+++ SELECTED TEXT +++
Results writing to tmpfs for 1 second: best case 6.6GiB

Timed with this as a shell one-liner

 asm-link -nd yes.asm &&    # assemble with NASM + link
 taskset -c 3 timeout 1s ./yes > testd/yesout;     # warm-up run
 time taskset -c 3  timeout 1s ./yes > testd/yesout;
 ls -lh testd/yesout && rm testd/yesout

Up-arrow recall that string of commands a few times, take the best case. (Assume that lower values didn't ramp up the CPU speed right away; spent some time allocating hugepages, or had other spurious interference.)

I intentionally limited myself to only looking at 2 significant figures of file size (letting ls round to x.y GiB) because I know there's going to be noise, so perhaps keeping the data simpler might be good.

Results for various buffer sizes writing to tmpfs: 6.6GiB

(I did see 6.7G in some early testing with SIZEPOW=16 or 17, and I think even 6.8 or 9, but couldn't reproduce it once things settled down. Maybe some lucky early arrangement of hugepages that didn't last into a stable state?)

  • SIZEPOW=1, buffer size: 2 (just 'y\n'), best-case size: 2.9*MiB*
    real 0m1.002s, user 0m0.431s, sys 0m0.570s
  • SIZEPOW=2, buffer size: 4, best-case size: 5.8MiB
    real 0m1.002s, user 0m0.381s, sys 0m0.620s

  • ...

  • SIZEPOW=11, buffer size: 1024, best-case size: 1.3GiB
    real 0m1.005s, user 0m0.343s, sys 0m0.661s

  • SIZEPOW=11, buffer size: 2048, best-case size: 2.3GiB
    real 0m1.008s, user 0m0.270s, sys 0m0.737s. (Smaller than 1x 4k page = bad)
+++
**INSTRUCTION 1:** Show every line of the rows that contains the string "green".
+++ EXTRACTED ENTRIES +++
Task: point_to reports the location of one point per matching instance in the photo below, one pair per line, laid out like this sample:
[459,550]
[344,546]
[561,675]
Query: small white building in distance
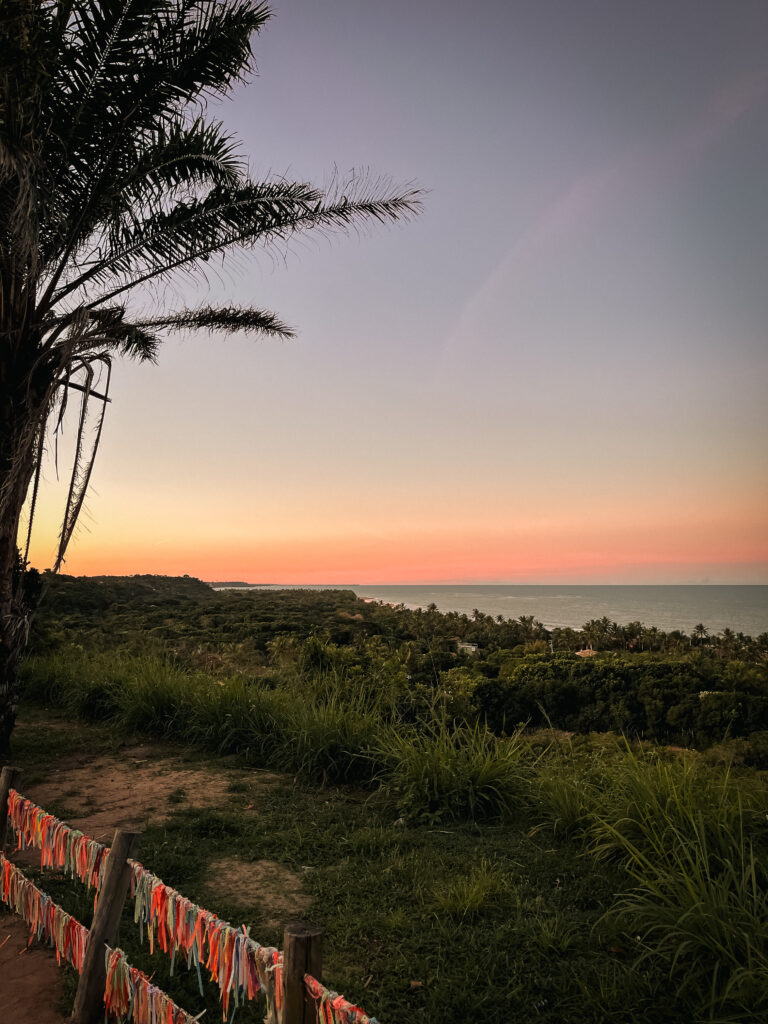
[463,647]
+++
+++ EXTRACTED ENTRIES +++
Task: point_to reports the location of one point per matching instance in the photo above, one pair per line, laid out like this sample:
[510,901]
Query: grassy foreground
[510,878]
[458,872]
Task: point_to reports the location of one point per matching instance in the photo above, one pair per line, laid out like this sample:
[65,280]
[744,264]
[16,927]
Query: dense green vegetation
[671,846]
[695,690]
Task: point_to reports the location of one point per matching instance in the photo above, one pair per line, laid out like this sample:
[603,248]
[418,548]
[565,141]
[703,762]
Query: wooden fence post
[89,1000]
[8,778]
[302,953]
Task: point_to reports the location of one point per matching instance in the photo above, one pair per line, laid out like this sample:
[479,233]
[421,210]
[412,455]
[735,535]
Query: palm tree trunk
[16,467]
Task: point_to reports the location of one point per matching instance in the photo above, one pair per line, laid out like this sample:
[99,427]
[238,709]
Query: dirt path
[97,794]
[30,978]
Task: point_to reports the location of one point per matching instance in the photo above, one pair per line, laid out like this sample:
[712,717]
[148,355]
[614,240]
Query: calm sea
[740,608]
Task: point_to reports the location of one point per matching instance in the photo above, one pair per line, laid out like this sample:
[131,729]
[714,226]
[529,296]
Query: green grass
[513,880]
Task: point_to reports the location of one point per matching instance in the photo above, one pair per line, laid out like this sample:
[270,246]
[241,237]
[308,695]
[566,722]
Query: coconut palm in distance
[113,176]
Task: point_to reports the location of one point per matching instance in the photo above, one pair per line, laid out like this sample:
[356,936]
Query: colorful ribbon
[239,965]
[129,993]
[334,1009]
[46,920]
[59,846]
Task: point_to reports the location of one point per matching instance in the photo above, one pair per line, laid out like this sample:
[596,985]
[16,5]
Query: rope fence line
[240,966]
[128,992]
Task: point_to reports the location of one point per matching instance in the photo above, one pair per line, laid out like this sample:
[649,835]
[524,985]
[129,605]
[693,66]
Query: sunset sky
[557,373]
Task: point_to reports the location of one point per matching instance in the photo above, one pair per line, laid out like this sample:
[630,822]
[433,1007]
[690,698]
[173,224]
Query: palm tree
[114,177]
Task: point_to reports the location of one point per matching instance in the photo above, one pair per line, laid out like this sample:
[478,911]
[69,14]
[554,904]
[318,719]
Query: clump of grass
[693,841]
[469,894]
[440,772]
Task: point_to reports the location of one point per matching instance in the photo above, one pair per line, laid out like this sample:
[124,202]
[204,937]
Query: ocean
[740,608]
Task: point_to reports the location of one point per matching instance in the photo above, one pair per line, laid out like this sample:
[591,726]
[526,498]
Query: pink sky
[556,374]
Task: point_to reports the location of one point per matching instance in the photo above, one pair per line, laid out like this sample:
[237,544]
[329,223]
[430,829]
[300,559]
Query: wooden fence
+++
+++ EXTRACTED ENTRIES +++
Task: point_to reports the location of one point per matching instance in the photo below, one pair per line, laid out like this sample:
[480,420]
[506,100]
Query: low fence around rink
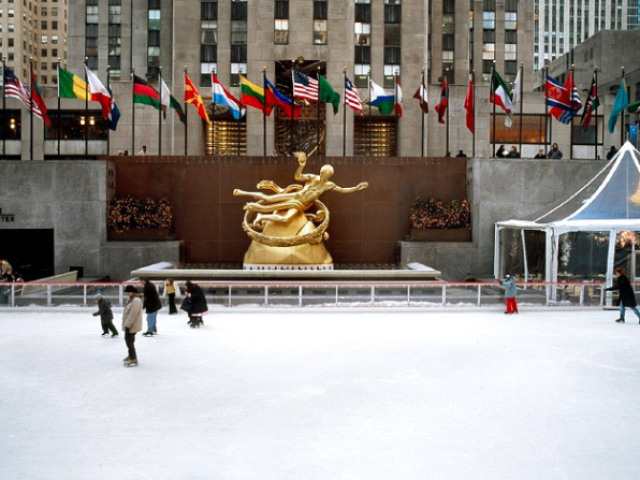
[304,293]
+++
**INSTRUCTION 2:** Proceed with the tmpfs write benchmark above, picking up after its final sentence.

**OUTPUT 1:**
Query: dense green vegetation
Query: green grass

**OUTPUT 2:**
  • SIZEPOW=12, buffer size: 4096, best-case size: 3.6GiB
    real 0m1.012s, user 0m0.237s, sys 0m0.772s
  • SIZEPOW=13, buffer size: 8192 (same as GNU yes), best-case size: 4.8GiB
    real 0m1.016s, user 0m0.180s, sys 0m0.834s
  • SIZEPOW=14, buffer size: 16384, best-case size: 5.6GiB
    real 0m1.018s, user 0m0.090s, sys 0m0.926s
  • SIZEPOW=15, buffer size: 32768, best-case size: 6.2GiB
    real 0m1.019s, user 0m0.057s, sys 0m0.959s
  • SIZEPOW=16, buffer size: 64kiB, best-case size: 6.5GiB
    real 0m1.021s, user 0m0.023s, sys 0m0.993s
  • SIZEPOW=17, buffer size: 128kiB (1/2 L2 cache size), best-case size: 6.6GiB
    real 0m1.021s, user 0m0.017s, sys 0m1.002s
  • SIZEPOW=18, buffer size: 256kiB (= L2 cache size), best-case size: 6.6GiB
    real 0m1.020s, user 0m0.013s, sys 0m1.005s
  • SIZEPOW=19, buffer size: 512kiB (2x L2 cache size), best-case size: 6.4GiB
    real 0m1.021s, user 0m0.000s, sys 0m1.019s (User time getting meaningless / too small for Linux to measure accurately.)
  • SIZEPOW=20, buffer size: 1024kiB, best-case size: 6.2GiB
  • SIZEPOW=21, buffer size: 2MiB, best-case size: 5.7GiB
  • SIZEPOW=22, buffer size: 4MiB (1/2 L3 size), best-case size: 5.0GiB
  • SIZEPOW=23, buffer size: 8MiB (L3 cache size), best-case size: 4.9GiB
  • SIZEPOW=24, buffer size: 16MiB (2x L3 cache size), best-case size: 4.9GiB
  • SIZEPOW=25, buffer size: 32MiB, best-case size: 4.8GiB
  • ...
  • SIZEPOW=28, buffer size: 256MiB, best-case size: 4.4GiB

GNU coreutils 8.31 yes: buffer size 8192, best case size: 4.7GiB

(vs. 4.8GiB for my 8k buffer version. Perhaps because of lower startup overhead. My statically linked executable makes literally no system calls before write, just a BSS pagefault or two, vs. GNU yes being dynamically has more overhead before it gets going. And not quite as tight a loop around syscall, probably involving indirect-call/ret into libc's write wrapper, so at least two different pages of code in user-space are touched between system calls. Two chances for iTLB or i-cache misses. (Making a system call tends to invalidate a lot, especially with Spectre / Meltdown / MDS mitigations enabled, but even without that if a lot of kernel code runs)

GNU yes's buffer is 64-byte aligned (cache line) but not 4k-page aligned. IDK if that makes any difference or leads to more dTLB misses (from spanning 3 pages instead of 2). Being an odd multiple of 64 bytes (address ending in 0x440) is not ideal for the L2 spatial prefetcher (which tries to complete 128B-aligned pairs of lines) but that's probably insignificant; 8kiB is small enough that we get lots of L1d hits and very few L2 misses overall, including both user and kernel space. (perf stat -d)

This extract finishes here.